-- begin --

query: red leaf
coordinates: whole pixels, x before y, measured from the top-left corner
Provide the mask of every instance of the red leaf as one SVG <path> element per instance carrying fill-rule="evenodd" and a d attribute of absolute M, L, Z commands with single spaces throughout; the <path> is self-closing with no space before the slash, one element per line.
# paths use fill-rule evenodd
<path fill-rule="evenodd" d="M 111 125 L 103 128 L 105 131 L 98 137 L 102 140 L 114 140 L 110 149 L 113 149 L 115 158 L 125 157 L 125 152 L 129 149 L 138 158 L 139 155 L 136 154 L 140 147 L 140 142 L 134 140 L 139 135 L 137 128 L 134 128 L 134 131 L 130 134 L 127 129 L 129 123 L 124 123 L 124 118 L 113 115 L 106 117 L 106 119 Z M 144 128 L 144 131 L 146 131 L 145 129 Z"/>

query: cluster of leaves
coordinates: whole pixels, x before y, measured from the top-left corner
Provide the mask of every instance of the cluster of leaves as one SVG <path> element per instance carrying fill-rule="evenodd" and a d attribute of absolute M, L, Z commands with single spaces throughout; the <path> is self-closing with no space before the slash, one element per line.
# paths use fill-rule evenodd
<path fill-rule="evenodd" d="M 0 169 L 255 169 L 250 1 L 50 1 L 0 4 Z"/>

-- end --
-- begin --

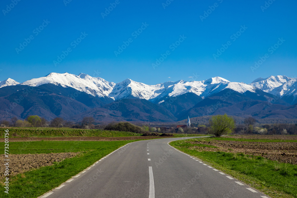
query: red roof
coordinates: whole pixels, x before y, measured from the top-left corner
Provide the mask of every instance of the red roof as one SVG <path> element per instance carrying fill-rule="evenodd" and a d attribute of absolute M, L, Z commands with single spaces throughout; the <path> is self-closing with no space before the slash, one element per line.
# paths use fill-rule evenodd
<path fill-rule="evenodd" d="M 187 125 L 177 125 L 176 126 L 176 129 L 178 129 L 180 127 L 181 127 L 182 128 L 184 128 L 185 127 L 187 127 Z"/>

-- end --
-- begin --

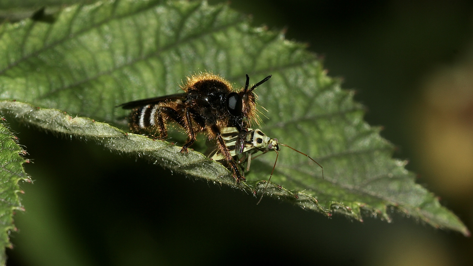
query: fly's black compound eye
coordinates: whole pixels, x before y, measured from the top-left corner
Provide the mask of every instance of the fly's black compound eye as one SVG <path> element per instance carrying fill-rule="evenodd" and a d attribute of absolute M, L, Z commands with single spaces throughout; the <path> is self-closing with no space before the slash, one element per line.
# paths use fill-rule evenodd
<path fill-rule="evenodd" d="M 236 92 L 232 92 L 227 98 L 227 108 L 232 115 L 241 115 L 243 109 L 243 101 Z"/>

-- end --

> [DO THIS]:
Update everything from "query: fly's black compound eye" down to "Provide the mask of every instance of the fly's" by changing "compound eye" to "simple eye", leaving the rest of those lines untouched.

> [SOLUTION FOR THIS PROBLEM]:
query: fly's black simple eye
coordinates: whole pixels, x before y, measured from the top-left corner
Provide the mask of every instance of the fly's black simple eye as one SVG <path> element per instance carrying fill-rule="evenodd" and a d attribute of absolute M, L, Z commands with single spaces throughout; the <path> is self-closing with no space before the slash, one element per line.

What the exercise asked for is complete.